(Texto dado):
=-=-=

Homo homini lupus
Era un jueves 13 de abril. Marsyas, un joven adolescente de un barrio obrero barcelonés se dirigió a la secretaria del instituto en el que estudiaba. Llevaba bajo su brazo dos sobres que contenían la visión que la sociedad y las circunstancian le habían impuesto.
Unos días más tarde su profesor de literatura preguntó en clase quién era Marsyas. Pero reinó un silencio sepulcral. Insistió la profesora de lengua del Instituto Milà i Fontanals, que, cosas del destino, no era otra que la media naranja del profesor.
Fue cuando nuestro joven rebelde, con cara de ángel, pelo de punta al más estilo punk. Pantalón Cimarrón negro, camiseta negra y una pulsera de cuero trenzado en su mano izquierda, se levantó, y, sin darle mayor importancia al asunto, argumentó que era él. Ni siquiera se identificó con el siempre necesario carnet.
Y así se enteró que el viernes 21 de abril de 1989, su artículo había quedado en el tercer puesto del concurso literario que había tenido lugar
Homo homini lupus
El pescado olía mal, al leche estaba agria, el vino me llegó avinagrado, las cuajadas caducadas y el patio interior hedía a humedad. Había jardines ante mi balcón y hoy hay claraboyas ribeteadas de alquitrán. Salí a la calle y un tubo de escape me dejó sin respiración. Los plátanos, de delante de mi casa, se van muriendo lentamente de una enfermedad tropical. El heroinómano de la esquina va a matar un día de esos a su madre, en pleno arrebato del mono, porque no hay centros para él y los subnormales vuelven ahora a sus casas porque no hay dinero para más talleres. Deambulé por las calles durante dos horas. Los coches vuelan, los peatones cruzan en rojo y los motoristas practican sobre el asfalto una variedad combinada de slalom y descenso: la ciudad es una jungla.

=-=-=

(Material de estudio):
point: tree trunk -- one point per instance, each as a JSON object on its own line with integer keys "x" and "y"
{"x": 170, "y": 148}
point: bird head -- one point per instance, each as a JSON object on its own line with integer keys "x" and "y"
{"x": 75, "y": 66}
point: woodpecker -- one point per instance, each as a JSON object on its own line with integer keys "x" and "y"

=-=-=

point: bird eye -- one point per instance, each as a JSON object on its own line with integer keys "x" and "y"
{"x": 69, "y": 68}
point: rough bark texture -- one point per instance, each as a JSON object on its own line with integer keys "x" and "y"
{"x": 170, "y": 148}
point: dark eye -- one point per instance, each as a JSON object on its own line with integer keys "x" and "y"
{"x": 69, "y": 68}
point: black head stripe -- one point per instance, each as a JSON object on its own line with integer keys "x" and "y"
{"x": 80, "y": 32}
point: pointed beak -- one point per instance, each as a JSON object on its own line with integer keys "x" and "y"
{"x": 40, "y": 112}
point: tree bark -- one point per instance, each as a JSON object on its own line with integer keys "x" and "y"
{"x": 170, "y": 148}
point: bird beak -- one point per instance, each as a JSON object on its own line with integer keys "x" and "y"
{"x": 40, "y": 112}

=-=-=

(Tarea A):
Según el relato sobre Marsyas, ¿en qué puesto quedó su artículo en el concurso literario?
(Tarea B):
Continúa, por favor, el relato sobre Marsyas a partir de su última frase.

(Resultado A):
En el tercer puesto.

(Resultado B):
¿Qué ocurriría -me pregunté- el día en que todos prescindiéramos de la atención y el cuidado elementales que reclaman nuestros respectivos trabajos?. Imaginé una ciudad donde los camareros servían los macarrones a puñados, por aquello de ganar tiempo; donde los barberos rebanaban, -involuntariamente, por supuesto-, orejas y yugulares; donde los maestros contaban a sus alumnos normas gramaticales de cosecha propia; donde los cirujanos operaban a gran velocidad, sin haberse desprendido de las gafas de sol ni del pitillo; donde las asistentas decidían que su trabajo doméstico podía despacharse instalando unos cuantos aparatos de riego por aspersión en varias habitaciones y alimentando las mangueras con lejía; donde los jueces dictaban sentencia basándose en el dado 1-X-2 que emplean algunos quinielistas; donde animosas parturientas decidían resarcirse de los nueve meses de vida monástica saliendo de juerga durante una semana y dejando al bebé encerrado en su cuartito, con un bocadillo de kilo y una coca-cola de litro; donde los parlamentarios, aburridos de los grandes temas, dedicaban una legislatura a hablar de fútbol y otra del último grito de la moda; donde los carniceros, cansados de prestar atención, empezaban a dejarse pedazos de dedo sobre la madera al partir las costilletas de lechal con el cuchillo de hoja ancha; donde los líderes de las grandes potencias, tras tantos años de contención, creían llegado el momento de recompensarse con el supremo regalo: apretar el botón.
¿En que mundo vivimos?. Vivimos en la jungla, y, lo que es peor, estamos a un paso del caos. Caos al que tentamos cada día, desde siempre, y al que seguiremos tentando mientras no cambie la sociedad y ésta no lo podrá hacer si antes no han cambiado sus individuos, ya que ésta es, en definitiva, el fruto de los individuos que la componen. El hombre debería, por tanto, trabajar sobre si mismo, sobre su relación con los que le rodean y sobre su propio entorno. Es absurdo pensarlo.